• WRITTEN PROBLEM:
Reproduce the Modruš-Rijeka County text from "Demographics" up to and including "Hungarian: 601 (0.3%)", word for word.

• TEXT EXCERPT:
The Modruš-Rijeka County (; ) was a historic administrative subdivision (županija) of the Kingdom of Croatia-Slavonia. Croatia-Slavonia was an autonomous kingdom within the Lands of the Crown of Saint Stephen (Transleithania), the Hungarian part of the dual Austro-Hungarian Empire. Its territory is now in western Croatia. Modruš is a small town near Ogulin; Rijeka is a large city on the Adriatic coast. However, Rijeka (then officially Fiume) was not part of the Modruš-Rijeka County, but under the direct administration of Hungary. The capital of the county was Ogulin.

Geography
The Modruš-Rijeka County shared borders with the Austrian lands Istria, Carniola and Bosnia-Herzegovina and the counties of Zagreb and Lika-Krbava (both in Croatia-Slavonia). The county had a strip of Adriatic Sea coast. Its area was 4879 km2 around 1910.

History

The territory of the county was part of the Kingdom of Croatia when it entered a personal union with the Kingdom of Hungary in 1102, and with it became part of the Habsburg monarchy in 1526. The county was created in the late 18th century. In 1920, by the Treaty of Trianon the county became part of the newly formed Kingdom of Serbs, Croats, and Slovenes (later renamed to Yugoslavia). Since 1991, when Croatia became independent from Yugoslavia, the county has been part of Croatia.

Demographics
In 1900, the county had a population of 228,452 people and was composed of the following linguistic communities:

Total:

 Croatian: 150,982 (66.1%)
 Serbian: 73,604 (32.2%)
 Hungarian: 601 (0.3%)
 German: 512 (0.2%)
 Slovak: 58 (0.0%)

• EXCERPTED RECORDS:
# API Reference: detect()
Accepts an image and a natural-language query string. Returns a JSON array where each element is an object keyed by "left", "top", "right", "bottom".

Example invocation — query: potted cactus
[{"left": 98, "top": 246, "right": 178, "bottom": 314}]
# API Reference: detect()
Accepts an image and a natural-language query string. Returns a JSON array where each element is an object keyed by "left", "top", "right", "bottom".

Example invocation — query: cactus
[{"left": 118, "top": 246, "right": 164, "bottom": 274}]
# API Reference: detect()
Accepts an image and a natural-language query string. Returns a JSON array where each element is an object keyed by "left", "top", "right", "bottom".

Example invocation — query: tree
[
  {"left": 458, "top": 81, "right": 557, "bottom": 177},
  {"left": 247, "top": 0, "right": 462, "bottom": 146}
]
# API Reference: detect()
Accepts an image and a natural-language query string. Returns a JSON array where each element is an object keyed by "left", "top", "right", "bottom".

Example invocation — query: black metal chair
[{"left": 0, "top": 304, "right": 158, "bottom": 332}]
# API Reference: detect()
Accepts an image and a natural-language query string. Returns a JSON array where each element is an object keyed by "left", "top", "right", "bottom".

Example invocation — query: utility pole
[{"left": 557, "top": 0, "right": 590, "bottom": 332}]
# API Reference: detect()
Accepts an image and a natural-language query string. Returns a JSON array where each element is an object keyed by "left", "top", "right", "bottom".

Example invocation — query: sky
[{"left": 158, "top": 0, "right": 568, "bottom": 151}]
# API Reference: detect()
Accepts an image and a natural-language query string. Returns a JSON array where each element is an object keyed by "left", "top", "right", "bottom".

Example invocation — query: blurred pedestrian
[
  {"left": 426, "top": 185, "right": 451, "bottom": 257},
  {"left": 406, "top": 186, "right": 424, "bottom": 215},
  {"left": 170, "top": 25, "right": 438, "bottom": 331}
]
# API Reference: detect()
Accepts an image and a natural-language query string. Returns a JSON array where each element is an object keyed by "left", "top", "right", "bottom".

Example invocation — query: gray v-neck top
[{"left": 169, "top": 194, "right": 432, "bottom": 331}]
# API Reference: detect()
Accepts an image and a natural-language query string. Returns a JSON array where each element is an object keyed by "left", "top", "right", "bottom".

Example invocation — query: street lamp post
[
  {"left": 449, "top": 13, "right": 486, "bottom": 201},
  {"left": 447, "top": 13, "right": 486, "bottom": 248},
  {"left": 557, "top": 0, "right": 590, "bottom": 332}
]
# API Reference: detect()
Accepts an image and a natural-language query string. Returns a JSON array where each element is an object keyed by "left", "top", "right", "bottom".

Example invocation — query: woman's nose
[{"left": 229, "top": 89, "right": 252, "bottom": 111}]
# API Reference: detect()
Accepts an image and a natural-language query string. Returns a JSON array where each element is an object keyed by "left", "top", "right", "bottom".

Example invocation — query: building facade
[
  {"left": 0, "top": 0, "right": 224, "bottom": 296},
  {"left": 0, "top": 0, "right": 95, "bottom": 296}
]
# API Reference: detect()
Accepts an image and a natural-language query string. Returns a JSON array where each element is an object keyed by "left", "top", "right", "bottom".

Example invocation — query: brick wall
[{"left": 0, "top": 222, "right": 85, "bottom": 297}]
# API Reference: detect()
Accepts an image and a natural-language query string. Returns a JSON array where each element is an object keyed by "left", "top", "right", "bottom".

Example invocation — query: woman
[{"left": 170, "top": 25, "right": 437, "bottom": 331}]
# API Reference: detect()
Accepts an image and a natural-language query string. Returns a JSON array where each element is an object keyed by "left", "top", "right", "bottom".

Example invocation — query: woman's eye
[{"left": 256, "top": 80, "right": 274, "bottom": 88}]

• EXPECTED OUTPUT:
Demographics
In 1900, the county had a population of 228,452 people and was composed of the following linguistic communities:

Total:

 Croatian: 150,982 (66.1%)
 Serbian: 73,604 (32.2%)
 Hungarian: 601 (0.3%)